** BEGIN Task data **

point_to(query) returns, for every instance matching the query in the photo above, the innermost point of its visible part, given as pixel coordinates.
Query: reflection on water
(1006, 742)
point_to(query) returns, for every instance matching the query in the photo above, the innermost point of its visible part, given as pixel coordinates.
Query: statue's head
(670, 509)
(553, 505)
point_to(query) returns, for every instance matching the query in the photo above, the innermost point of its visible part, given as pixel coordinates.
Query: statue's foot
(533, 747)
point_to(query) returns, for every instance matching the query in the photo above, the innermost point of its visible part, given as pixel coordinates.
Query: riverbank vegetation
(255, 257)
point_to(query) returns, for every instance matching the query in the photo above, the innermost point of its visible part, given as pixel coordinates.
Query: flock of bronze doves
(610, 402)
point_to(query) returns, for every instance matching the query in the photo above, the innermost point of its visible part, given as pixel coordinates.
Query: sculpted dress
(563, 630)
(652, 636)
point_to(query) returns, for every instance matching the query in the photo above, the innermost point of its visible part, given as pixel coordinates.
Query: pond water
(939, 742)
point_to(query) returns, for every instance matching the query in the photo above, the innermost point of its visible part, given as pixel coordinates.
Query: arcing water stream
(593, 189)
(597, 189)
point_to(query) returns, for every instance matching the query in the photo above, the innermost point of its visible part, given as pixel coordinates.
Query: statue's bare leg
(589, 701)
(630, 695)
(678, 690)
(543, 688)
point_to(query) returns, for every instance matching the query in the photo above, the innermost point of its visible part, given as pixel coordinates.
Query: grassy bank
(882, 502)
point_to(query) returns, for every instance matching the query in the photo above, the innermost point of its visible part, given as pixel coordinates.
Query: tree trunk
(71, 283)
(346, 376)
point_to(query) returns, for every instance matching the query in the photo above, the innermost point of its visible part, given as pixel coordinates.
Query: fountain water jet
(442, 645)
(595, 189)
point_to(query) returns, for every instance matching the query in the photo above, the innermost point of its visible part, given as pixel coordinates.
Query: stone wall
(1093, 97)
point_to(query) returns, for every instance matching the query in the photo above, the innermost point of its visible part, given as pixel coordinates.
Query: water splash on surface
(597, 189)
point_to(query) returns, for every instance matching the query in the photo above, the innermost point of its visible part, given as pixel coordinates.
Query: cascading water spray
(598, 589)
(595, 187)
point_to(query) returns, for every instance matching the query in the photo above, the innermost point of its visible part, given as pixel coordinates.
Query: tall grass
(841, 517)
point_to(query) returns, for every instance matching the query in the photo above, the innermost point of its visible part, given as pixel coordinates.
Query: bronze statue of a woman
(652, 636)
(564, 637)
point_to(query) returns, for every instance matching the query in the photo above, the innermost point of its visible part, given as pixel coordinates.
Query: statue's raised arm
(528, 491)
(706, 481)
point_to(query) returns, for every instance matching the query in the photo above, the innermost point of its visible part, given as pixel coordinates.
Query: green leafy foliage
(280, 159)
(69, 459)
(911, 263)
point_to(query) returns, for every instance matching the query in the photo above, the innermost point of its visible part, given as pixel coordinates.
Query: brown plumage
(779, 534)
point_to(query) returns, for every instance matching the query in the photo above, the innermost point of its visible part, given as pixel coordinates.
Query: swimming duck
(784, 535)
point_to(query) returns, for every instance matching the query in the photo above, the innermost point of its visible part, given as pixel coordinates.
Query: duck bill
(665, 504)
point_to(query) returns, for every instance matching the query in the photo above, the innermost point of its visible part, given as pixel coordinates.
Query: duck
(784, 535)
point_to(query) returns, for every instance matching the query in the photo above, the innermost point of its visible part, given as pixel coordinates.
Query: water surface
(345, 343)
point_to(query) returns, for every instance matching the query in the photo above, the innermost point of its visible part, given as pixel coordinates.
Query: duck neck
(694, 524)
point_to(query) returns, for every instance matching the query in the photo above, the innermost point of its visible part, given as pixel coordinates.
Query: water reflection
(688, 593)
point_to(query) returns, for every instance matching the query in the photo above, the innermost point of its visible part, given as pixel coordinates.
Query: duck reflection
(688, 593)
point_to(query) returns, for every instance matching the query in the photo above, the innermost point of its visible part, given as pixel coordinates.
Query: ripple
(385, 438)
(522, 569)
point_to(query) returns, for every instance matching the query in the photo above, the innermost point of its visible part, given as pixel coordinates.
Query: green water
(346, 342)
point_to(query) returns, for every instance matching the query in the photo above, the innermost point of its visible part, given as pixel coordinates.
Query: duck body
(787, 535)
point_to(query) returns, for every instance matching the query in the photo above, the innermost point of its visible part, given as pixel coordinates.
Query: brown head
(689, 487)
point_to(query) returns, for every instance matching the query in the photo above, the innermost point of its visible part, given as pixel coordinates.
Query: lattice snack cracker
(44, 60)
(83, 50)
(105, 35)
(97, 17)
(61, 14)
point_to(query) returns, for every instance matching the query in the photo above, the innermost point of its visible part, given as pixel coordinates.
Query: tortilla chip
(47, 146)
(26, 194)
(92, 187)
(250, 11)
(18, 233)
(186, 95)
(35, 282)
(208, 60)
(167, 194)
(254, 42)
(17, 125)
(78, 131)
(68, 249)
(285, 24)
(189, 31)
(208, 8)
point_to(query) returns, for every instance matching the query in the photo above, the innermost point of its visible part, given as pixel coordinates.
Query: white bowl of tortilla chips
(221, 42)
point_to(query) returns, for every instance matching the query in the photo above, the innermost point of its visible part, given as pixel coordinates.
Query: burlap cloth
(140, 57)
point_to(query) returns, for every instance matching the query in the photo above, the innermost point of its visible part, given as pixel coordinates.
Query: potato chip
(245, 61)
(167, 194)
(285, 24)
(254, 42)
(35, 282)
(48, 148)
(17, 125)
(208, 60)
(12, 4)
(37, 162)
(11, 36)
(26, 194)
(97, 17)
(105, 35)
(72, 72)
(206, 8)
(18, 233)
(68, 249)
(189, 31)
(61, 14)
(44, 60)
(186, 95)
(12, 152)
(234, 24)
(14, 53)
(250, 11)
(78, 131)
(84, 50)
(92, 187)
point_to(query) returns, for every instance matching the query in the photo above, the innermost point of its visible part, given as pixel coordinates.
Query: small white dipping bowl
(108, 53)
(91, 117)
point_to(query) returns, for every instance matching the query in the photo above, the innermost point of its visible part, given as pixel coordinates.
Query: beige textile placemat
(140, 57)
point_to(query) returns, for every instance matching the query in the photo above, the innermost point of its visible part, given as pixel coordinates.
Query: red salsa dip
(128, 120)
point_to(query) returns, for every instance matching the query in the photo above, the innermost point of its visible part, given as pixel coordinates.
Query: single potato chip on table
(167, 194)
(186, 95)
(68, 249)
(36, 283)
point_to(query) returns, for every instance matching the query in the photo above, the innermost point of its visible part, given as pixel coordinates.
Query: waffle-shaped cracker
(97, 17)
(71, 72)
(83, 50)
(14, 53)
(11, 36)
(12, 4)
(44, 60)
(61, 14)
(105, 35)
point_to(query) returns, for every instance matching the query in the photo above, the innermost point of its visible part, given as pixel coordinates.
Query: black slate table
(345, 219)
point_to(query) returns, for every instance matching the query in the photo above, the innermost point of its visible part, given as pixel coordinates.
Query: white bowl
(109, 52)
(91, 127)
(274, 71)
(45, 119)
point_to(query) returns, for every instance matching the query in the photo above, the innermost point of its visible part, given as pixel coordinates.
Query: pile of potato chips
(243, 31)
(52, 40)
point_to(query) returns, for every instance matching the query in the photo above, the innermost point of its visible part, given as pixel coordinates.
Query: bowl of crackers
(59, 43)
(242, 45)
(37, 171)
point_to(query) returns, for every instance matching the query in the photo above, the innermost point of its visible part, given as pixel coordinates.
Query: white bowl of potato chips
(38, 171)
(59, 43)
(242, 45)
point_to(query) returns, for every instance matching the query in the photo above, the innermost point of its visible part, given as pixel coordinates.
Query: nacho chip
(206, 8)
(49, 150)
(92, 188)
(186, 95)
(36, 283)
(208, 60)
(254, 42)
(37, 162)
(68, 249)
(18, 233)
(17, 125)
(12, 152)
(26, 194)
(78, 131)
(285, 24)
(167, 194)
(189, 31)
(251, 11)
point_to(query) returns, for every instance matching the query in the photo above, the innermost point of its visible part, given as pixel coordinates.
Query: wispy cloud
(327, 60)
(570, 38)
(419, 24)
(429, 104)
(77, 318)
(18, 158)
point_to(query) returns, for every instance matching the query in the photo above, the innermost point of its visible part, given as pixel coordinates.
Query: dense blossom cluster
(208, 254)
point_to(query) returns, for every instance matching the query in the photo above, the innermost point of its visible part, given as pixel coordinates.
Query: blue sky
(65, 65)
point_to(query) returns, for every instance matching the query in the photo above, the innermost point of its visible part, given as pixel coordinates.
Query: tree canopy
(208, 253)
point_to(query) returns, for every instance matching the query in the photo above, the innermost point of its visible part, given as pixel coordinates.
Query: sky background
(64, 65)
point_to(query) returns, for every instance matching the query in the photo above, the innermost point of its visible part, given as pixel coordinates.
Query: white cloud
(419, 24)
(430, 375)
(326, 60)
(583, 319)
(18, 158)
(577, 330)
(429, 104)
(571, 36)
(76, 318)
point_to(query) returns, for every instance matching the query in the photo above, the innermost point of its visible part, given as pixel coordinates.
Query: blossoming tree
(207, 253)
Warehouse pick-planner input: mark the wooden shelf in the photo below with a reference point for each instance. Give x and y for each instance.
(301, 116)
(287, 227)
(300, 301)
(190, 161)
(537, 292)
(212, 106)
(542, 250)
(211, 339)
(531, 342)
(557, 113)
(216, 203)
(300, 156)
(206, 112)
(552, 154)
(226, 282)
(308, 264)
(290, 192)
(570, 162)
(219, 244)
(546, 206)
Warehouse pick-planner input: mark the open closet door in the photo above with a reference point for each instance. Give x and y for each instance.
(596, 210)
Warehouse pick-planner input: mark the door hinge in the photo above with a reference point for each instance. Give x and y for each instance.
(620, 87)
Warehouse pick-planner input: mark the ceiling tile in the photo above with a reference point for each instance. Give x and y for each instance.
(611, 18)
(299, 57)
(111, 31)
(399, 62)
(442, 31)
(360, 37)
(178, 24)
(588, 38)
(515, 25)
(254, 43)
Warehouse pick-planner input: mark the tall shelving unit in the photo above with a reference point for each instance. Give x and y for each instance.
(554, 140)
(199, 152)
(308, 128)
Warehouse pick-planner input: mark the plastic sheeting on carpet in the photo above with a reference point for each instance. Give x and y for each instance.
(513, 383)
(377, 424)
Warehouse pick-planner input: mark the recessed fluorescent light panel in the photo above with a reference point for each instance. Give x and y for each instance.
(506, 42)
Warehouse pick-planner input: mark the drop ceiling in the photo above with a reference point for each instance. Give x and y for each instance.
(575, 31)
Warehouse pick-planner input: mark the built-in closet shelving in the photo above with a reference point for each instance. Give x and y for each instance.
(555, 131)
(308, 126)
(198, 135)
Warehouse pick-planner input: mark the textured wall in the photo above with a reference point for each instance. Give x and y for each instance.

** END Task data **

What you will do
Repeat, without change, each line of the data above from the one that contains "Warehouse pick-planner input: mark the recessed" through the final line, counting both.

Written solution
Warehouse pick-planner input: mark the recessed fluorescent light panel in the photo above with a reference point for each instance. Give x and y for each instance.
(506, 42)
Warehouse pick-planner input: mark the drop ceiling in the photo above with a reference point for each instance. Give x and y for each instance.
(575, 31)
Warehouse pick-planner input: mark the built-in closet shelving in the photo above with a reference point for each instance. Give x and y for each instance.
(555, 131)
(308, 126)
(198, 135)
Warehouse pick-planner input: mark the textured wall in the photo above with a reference point for each instance. Give x and y for each instance.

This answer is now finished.